Work instruction:
Each entry must appear in the answer exactly as it does here.

Referring expression data
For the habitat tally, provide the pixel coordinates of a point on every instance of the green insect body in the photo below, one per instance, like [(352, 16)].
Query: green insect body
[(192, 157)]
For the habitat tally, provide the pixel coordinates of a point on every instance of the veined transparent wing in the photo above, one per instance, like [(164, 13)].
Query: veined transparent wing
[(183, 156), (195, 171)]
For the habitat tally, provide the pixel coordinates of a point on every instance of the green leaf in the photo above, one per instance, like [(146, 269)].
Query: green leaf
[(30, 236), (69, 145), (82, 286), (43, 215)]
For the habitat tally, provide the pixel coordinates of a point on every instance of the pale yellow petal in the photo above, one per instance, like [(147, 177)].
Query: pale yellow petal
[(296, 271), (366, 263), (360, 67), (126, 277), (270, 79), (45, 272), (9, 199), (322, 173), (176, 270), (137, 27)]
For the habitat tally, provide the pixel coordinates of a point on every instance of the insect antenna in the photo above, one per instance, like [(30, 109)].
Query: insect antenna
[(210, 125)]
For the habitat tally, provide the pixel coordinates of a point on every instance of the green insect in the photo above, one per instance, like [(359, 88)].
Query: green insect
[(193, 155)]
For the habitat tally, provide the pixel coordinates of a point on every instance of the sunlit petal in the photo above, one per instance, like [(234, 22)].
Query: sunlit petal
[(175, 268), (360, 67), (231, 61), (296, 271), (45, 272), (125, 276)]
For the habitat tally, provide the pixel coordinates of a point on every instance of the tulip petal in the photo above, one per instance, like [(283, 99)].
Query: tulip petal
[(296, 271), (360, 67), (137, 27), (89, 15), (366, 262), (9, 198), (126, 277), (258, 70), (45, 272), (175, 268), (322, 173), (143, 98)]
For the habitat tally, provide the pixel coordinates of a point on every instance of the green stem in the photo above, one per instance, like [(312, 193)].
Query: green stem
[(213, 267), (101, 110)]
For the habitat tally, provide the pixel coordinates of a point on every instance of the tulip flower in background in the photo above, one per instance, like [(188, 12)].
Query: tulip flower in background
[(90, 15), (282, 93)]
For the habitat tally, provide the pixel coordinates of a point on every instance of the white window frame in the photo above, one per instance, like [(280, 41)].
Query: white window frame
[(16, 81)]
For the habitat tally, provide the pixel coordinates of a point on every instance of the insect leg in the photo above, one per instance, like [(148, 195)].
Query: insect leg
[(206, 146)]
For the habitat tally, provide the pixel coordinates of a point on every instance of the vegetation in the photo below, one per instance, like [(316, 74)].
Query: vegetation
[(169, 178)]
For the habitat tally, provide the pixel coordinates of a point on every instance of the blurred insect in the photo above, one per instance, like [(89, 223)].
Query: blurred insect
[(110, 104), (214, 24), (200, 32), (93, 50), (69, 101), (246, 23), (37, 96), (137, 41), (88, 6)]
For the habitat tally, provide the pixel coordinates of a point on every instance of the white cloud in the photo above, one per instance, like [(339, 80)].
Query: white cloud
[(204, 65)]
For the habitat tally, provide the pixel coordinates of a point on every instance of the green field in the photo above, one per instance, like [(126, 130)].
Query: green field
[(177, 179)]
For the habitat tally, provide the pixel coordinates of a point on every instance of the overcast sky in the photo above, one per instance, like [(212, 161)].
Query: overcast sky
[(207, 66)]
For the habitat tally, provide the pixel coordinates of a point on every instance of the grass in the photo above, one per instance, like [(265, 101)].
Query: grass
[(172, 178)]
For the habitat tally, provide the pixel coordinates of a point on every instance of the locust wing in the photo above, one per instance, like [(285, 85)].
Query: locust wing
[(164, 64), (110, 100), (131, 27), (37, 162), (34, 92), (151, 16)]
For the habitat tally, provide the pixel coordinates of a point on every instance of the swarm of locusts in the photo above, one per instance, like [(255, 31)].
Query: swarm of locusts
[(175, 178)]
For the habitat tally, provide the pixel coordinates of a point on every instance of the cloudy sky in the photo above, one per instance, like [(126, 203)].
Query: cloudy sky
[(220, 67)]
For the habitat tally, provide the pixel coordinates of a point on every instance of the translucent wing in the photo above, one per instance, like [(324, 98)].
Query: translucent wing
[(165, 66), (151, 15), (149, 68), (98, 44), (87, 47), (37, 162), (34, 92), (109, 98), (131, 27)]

Answer area:
For the habitat tally, provide the pixel coordinates of a point on every instance of the green insect body in the photo below, one per instance, like [(352, 16)].
Query: green insect body
[(192, 157)]
For the habitat tally, provide the pixel coordinates of a point on every instance of the veined transparent wing in the photo above, one per instance, like [(164, 13)].
Query: veined transparent wing
[(183, 156), (195, 171)]
For the habitat tally, provide the pixel coordinates of a point on every instance of the green leaf in the photo above, one per instance, like [(146, 269)].
Query: green leaf
[(30, 236), (69, 145), (82, 286), (43, 215)]
For the habitat tally, provide the pixel coordinates of a point on every instance of the pale yellow petal in the photo above, one per instance, like [(147, 177)].
Query: pale yellow petal
[(296, 271), (366, 263), (360, 67), (126, 277), (270, 79), (45, 272), (9, 199), (322, 173), (176, 270), (137, 27)]
For the habitat tally, provide the pixel coordinates of a point on every instance of the insect antenna in the photo above, one per instance, like [(30, 109)].
Query: insect antenna
[(210, 125)]
For the habitat tally, provide the pixel coordinates of a point on every instance of the green insect in the photo above, one per instance, like [(359, 88)].
Query: green insect
[(193, 155)]
For the habitat tally, provide the pixel coordinates of a point on every instance of the sunlit petal in the photo above, one per instance, like [(234, 22)].
Query: sunlit petal
[(175, 268), (360, 67), (231, 61), (296, 271), (45, 272), (125, 276)]
For the habitat tally, provide the pixel coordinates of a point on every instance of the tulip petal in the photo above, one per instance, like [(283, 99)].
Query: tulip petal
[(296, 271), (360, 67), (137, 27), (89, 15), (366, 262), (9, 198), (126, 277), (258, 70), (45, 272), (175, 268), (322, 173), (143, 98)]
For the habitat tally, provide the pixel coordinates of a point on every instance of the green stem in the photo above, one per instance, like [(312, 193)].
Query: green stem
[(213, 267), (101, 110)]
For the habitat tally, provide the pixel coordinates of a point on every instance of the tulip flower in background in the photo above, one per instance, like [(188, 12)].
Query: tulip flower in background
[(90, 15), (282, 93)]
For the habitat tally, provide the pixel coordinates of a point on every instance of the white window frame in the photo above, one per instance, like [(280, 41)].
Query: white window frame
[(16, 81)]
For the habitat tally, provide the pixel coordinates of a point on every instance of the insect leg in the photo above, one per instance, like [(148, 195)].
Query: insect leg
[(206, 146)]
For the habitat tally, provide the pixel coordinates of a point on every instance of the vegetation in the photo below, one per instance, like [(316, 74)].
Query: vegetation
[(169, 178)]
For the habitat tally, provide the pixel coordinates of a point on every instance of the blurred insect in the photo above, one per instance, like [(89, 223)].
Query: blurred insect
[(110, 104), (214, 24), (200, 32), (93, 50), (69, 101), (246, 23), (37, 96), (137, 41), (88, 6)]
For the habitat tally, provide the pixel coordinates of a point on every instance of the white cloud in the photo above, one per instance, like [(339, 80)].
Query: white cloud
[(204, 65)]
For the habitat tally, provide the pixel coordinates of a point on every instance of the green field in the photo above, one per instance, like [(126, 130)].
Query: green field
[(177, 179)]
For the habitat tally, provide the pixel coordinates of a point on every instance of the overcast sky in the photo above, one per instance, like [(212, 161)].
Query: overcast sky
[(207, 66)]
For the habitat tally, provide the pixel coordinates of a point on every instance of the grass in the photo above, one per instance, like [(265, 101)].
Query: grass
[(172, 178)]
For the habitat tally, provide the pixel coordinates of a point on every instance of the locust wing in the photo above, one per instance, like [(285, 85)].
Query: locust wing
[(164, 64), (110, 100), (131, 27), (37, 162), (34, 92), (151, 16)]
For the habitat tally, provide the pixel coordinates of a point on every instance of the swarm of locusts in the photo above, one per instance, like [(255, 31)].
Query: swarm of locusts
[(175, 178)]
For the habitat tally, provide the pixel coordinates of a point on every instance of the cloudy sky in the photo above, one per instance, like [(126, 203)].
Query: cloudy sky
[(220, 67)]
For the habitat tally, provide the pixel coordinates of a point on every instance of the translucent wing in the photo above, one per instance, like [(324, 98)].
Query: translucent wing
[(165, 66), (151, 15), (149, 68), (98, 44), (87, 47), (37, 162), (34, 92), (109, 98), (131, 27)]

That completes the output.